## [Work to do]
Count the lines in the rows below that contain the string "ornate". Report only the resulting number.

** Start **

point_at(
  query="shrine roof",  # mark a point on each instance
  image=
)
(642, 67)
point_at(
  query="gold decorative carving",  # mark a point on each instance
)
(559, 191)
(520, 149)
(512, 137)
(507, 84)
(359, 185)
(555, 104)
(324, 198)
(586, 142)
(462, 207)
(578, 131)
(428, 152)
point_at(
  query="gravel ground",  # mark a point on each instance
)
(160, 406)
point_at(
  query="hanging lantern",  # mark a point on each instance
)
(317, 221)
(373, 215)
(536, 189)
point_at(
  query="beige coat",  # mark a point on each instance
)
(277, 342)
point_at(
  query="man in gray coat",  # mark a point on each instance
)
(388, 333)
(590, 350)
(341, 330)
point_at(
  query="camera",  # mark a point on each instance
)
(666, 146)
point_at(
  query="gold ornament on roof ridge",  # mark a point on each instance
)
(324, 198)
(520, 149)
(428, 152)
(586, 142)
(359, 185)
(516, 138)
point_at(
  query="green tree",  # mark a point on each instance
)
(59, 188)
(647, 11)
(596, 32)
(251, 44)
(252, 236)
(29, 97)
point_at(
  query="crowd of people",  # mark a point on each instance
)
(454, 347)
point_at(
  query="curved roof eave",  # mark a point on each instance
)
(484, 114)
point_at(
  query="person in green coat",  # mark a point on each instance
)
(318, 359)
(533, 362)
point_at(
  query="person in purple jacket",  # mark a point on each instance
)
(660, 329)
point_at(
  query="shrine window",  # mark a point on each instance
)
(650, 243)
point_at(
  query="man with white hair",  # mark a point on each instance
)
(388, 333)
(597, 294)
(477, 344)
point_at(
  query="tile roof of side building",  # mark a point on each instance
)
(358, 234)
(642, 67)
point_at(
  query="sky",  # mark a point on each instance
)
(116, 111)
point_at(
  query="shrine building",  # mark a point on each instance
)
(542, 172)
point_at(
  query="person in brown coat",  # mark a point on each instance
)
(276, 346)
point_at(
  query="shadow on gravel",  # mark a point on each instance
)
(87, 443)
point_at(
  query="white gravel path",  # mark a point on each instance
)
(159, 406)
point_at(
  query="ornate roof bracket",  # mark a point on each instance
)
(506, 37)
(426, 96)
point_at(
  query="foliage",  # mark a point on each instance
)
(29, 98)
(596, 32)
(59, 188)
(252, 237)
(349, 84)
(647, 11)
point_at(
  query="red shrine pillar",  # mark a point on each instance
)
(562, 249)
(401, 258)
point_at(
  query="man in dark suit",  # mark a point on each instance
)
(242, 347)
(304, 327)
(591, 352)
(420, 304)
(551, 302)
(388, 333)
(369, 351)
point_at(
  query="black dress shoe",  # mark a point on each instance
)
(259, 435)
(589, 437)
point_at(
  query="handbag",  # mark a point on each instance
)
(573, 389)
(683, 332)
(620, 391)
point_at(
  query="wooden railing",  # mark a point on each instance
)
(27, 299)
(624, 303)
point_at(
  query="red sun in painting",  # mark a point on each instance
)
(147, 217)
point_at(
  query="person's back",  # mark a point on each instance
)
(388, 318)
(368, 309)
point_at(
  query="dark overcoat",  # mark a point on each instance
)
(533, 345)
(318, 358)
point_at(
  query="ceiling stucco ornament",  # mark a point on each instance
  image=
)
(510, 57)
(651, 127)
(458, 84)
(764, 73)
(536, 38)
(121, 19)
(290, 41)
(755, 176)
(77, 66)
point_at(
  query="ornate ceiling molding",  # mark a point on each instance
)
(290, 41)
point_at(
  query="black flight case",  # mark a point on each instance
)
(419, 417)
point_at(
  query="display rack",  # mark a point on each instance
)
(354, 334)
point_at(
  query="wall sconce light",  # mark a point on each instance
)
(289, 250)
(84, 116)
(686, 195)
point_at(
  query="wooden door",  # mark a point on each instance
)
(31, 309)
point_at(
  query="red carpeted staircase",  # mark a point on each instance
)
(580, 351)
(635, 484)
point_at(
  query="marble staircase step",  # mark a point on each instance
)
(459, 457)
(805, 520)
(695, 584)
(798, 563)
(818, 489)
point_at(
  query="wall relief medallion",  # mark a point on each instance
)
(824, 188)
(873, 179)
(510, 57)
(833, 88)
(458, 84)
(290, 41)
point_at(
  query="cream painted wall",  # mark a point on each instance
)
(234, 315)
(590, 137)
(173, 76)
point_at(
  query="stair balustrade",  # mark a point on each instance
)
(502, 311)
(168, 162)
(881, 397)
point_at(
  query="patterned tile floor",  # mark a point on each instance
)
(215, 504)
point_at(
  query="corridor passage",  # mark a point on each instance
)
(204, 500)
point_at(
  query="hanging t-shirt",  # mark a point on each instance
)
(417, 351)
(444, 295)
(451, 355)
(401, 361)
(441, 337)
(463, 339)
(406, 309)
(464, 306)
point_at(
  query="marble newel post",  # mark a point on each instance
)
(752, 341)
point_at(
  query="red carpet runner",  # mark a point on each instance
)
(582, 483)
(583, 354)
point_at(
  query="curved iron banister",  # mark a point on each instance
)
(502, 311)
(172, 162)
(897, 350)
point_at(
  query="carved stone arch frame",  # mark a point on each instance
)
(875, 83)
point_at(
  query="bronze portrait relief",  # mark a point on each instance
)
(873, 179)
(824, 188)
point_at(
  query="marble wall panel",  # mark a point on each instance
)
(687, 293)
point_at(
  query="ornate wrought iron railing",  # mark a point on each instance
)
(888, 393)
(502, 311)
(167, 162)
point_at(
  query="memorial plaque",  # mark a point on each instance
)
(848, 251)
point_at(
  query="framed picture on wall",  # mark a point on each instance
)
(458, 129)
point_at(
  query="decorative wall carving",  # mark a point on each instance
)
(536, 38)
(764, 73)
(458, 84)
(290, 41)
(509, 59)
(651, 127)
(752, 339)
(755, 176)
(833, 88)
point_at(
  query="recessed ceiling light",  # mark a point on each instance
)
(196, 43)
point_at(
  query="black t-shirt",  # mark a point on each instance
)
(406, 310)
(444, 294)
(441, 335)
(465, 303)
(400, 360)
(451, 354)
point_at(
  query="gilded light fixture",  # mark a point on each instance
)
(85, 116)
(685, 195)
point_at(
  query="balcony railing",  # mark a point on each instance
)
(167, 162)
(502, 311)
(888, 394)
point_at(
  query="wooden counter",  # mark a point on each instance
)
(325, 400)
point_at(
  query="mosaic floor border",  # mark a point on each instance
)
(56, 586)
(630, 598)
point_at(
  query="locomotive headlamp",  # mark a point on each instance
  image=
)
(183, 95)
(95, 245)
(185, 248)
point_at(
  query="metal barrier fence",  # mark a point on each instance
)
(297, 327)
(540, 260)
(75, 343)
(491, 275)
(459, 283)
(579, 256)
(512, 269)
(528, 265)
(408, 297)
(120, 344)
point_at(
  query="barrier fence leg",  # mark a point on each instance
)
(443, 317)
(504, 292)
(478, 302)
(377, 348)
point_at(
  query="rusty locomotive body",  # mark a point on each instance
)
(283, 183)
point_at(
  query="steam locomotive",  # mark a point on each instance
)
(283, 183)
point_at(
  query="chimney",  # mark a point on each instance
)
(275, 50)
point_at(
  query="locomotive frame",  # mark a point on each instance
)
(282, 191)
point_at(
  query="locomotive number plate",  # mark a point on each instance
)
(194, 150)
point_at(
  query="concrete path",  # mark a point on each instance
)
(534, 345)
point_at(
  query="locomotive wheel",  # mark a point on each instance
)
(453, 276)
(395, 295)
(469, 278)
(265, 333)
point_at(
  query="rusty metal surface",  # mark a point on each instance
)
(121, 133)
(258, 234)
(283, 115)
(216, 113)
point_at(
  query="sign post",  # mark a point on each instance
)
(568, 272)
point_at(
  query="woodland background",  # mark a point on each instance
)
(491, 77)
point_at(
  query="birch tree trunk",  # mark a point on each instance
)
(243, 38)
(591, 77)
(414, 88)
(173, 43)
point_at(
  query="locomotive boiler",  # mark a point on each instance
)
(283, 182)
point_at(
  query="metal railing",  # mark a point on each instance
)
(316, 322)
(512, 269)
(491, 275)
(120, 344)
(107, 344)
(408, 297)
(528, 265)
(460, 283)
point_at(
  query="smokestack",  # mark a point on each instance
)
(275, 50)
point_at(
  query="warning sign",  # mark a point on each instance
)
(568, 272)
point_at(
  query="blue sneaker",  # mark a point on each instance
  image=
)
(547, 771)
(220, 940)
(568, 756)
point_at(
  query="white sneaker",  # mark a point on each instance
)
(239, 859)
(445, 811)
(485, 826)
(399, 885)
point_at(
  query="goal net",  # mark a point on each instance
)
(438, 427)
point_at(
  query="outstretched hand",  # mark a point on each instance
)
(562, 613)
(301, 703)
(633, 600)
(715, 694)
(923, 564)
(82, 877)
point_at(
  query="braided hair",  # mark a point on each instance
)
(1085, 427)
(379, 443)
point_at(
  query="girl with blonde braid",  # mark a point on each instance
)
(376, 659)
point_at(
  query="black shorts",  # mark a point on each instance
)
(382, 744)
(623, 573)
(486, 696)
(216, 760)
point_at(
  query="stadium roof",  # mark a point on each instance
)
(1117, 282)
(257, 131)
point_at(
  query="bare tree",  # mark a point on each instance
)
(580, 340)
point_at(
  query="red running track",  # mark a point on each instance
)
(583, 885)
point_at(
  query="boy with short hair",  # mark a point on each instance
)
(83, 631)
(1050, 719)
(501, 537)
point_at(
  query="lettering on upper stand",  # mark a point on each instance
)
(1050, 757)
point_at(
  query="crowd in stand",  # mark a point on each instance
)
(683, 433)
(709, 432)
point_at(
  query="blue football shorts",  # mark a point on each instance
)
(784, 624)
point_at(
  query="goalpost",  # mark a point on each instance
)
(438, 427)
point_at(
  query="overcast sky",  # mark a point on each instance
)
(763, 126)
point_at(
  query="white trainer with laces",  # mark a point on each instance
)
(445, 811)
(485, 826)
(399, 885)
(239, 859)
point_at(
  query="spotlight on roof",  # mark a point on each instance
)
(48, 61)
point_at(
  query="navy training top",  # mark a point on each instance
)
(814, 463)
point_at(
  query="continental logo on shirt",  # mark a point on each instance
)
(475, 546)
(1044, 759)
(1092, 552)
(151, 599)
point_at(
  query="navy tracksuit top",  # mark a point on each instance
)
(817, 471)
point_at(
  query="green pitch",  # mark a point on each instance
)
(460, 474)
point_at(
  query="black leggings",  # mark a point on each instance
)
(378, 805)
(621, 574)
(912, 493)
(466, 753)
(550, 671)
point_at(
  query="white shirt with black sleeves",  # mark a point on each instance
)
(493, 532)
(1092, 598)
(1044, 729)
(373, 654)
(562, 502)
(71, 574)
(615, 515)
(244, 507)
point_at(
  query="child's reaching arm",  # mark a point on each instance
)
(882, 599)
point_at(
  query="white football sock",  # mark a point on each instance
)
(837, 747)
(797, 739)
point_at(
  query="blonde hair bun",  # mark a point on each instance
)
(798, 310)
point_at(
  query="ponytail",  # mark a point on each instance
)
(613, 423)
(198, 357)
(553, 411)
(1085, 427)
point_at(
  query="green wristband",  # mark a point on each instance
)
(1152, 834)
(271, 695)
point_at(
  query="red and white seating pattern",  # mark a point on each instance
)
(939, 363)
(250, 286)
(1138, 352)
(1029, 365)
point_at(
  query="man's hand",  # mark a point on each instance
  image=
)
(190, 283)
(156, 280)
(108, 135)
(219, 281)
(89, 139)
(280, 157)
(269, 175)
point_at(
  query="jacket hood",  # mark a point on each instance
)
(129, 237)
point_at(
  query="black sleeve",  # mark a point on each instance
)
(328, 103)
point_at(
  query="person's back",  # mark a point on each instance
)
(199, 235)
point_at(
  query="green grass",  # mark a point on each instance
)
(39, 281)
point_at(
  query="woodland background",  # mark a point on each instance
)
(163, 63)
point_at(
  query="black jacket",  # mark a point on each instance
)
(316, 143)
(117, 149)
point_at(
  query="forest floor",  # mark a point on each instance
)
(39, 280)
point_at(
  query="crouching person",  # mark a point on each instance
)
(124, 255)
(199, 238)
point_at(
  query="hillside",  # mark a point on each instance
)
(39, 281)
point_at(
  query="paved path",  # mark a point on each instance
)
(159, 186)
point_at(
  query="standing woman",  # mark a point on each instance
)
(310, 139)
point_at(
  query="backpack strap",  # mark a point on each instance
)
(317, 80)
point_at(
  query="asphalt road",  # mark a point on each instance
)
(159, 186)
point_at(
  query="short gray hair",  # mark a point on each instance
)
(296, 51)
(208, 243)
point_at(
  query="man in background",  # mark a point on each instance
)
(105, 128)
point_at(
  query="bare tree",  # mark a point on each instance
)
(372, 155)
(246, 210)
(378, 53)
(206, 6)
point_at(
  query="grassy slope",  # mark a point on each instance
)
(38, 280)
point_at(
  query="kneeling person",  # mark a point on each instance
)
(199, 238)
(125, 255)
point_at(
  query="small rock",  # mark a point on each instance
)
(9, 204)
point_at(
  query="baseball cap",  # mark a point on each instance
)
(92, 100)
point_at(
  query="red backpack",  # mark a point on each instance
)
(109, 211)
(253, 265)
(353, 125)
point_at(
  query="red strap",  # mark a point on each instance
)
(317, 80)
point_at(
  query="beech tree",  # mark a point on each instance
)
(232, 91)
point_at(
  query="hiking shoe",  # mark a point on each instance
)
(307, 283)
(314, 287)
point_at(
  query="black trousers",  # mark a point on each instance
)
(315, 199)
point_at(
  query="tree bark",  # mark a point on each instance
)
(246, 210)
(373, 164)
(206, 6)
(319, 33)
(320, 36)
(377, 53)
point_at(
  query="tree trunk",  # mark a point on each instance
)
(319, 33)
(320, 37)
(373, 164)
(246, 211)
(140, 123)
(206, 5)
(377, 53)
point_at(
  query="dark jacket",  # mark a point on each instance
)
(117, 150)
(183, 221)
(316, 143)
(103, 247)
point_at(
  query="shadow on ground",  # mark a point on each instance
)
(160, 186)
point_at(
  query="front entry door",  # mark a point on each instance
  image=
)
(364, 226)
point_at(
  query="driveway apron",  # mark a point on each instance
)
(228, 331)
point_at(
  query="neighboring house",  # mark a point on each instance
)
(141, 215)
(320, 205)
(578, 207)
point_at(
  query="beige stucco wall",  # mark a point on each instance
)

** End **

## [Written response]
3